EXERCISE TASK:
Reproduce verbatim the lines starting with the one that contains "Could you kindly segment every instance of the adidas" and going on through the one that contains "252 L 0 252", and nothing else.

####

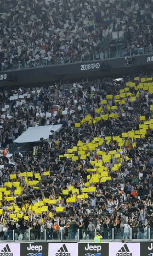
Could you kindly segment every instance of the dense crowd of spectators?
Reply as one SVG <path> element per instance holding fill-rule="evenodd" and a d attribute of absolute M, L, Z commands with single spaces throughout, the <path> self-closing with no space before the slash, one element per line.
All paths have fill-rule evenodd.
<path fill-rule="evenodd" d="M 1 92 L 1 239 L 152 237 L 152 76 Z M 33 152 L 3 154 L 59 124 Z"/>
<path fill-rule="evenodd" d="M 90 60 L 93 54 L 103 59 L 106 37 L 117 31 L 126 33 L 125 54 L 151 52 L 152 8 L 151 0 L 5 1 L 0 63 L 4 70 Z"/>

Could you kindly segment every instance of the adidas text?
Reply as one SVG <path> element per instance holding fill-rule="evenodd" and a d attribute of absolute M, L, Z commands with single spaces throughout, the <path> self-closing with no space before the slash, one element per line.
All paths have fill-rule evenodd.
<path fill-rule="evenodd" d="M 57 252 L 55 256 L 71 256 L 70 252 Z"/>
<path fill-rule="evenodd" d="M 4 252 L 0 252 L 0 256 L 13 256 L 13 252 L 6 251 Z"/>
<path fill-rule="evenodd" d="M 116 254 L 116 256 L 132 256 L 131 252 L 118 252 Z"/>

####

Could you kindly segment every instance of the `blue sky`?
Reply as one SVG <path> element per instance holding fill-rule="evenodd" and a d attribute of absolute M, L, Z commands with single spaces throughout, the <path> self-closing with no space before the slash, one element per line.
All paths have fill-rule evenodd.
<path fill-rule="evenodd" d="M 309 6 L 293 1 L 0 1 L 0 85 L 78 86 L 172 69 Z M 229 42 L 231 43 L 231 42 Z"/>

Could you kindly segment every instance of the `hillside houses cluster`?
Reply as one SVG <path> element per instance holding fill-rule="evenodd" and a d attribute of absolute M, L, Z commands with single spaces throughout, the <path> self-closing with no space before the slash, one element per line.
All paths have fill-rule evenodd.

####

SOLUTION FOR THIS TASK:
Could you kindly segment every instance of the adidas text?
Reply as one SVG <path> element per instance holding fill-rule="evenodd" and a d attribute of absolute M, L, Z commands with single spaces throughout, the <path> self-closing with no space before the slash, one element per line.
All paths have fill-rule evenodd.
<path fill-rule="evenodd" d="M 57 252 L 55 256 L 71 256 L 70 252 Z"/>
<path fill-rule="evenodd" d="M 4 252 L 0 252 L 0 256 L 13 256 L 13 252 L 6 251 Z"/>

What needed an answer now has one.